Provided data >>
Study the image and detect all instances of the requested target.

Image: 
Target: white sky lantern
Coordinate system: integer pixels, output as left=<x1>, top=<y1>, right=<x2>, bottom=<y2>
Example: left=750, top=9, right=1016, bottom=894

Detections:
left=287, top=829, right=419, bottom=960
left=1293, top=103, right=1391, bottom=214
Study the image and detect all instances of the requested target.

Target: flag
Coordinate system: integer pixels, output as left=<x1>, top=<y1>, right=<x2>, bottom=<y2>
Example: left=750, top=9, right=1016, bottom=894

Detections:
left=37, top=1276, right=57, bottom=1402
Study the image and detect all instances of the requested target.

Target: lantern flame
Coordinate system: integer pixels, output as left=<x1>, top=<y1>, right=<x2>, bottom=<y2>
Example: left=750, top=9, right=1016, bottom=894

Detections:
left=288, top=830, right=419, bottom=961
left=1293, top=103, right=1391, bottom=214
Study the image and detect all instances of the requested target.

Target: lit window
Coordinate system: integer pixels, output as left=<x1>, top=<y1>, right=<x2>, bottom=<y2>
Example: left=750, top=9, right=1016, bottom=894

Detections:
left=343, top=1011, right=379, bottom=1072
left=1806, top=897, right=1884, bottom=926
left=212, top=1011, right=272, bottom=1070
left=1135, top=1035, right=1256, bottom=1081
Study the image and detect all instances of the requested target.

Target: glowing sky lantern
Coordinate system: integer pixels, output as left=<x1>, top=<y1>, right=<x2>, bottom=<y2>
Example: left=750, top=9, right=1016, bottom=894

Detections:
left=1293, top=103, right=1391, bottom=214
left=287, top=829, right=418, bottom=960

What to produce >> Without leaving anything out, output all of the data above exactly.

Exercise solution >>
Study the image and detect all instances of the requested target.

Image: 
Target: white sky lantern
Coordinate system: integer pixels, output as left=<x1>, top=<y1>, right=<x2>, bottom=<y2>
Example: left=750, top=9, right=1016, bottom=894

Detections:
left=287, top=829, right=419, bottom=960
left=1293, top=103, right=1391, bottom=214
Study the image and detect all instances of the requested target.

Target: flag
Coordinate system: integer pixels, output as left=<x1>, top=<y1>, right=<x2>, bottom=<y2>
Example: left=750, top=9, right=1016, bottom=894

Detections:
left=37, top=1276, right=57, bottom=1402
Study the image and detect all instances of the requested target.

Target: lantern flame
Coordinate system: integer pixels, output as left=<x1>, top=<y1>, right=<x2>, bottom=<y2>
Example: left=750, top=9, right=1016, bottom=894

Detections:
left=288, top=830, right=419, bottom=961
left=1293, top=103, right=1391, bottom=214
Study the image and detect all instances of the requested target.

Target: lit window
Coordinate system: integer pixels, output as left=<x1>, top=<y1>, right=<x2>, bottom=<y2>
Example: left=750, top=9, right=1016, bottom=894

Detections:
left=343, top=1011, right=379, bottom=1072
left=1806, top=897, right=1884, bottom=926
left=212, top=1011, right=272, bottom=1070
left=1135, top=1035, right=1256, bottom=1081
Study the image and detect all instances of the requested target.

Target: glowing sky lantern
Coordinate system: integer pixels, output as left=<x1>, top=<y1>, right=<x2>, bottom=<y2>
Example: left=750, top=9, right=1016, bottom=894

Detections:
left=1293, top=103, right=1391, bottom=214
left=287, top=829, right=418, bottom=960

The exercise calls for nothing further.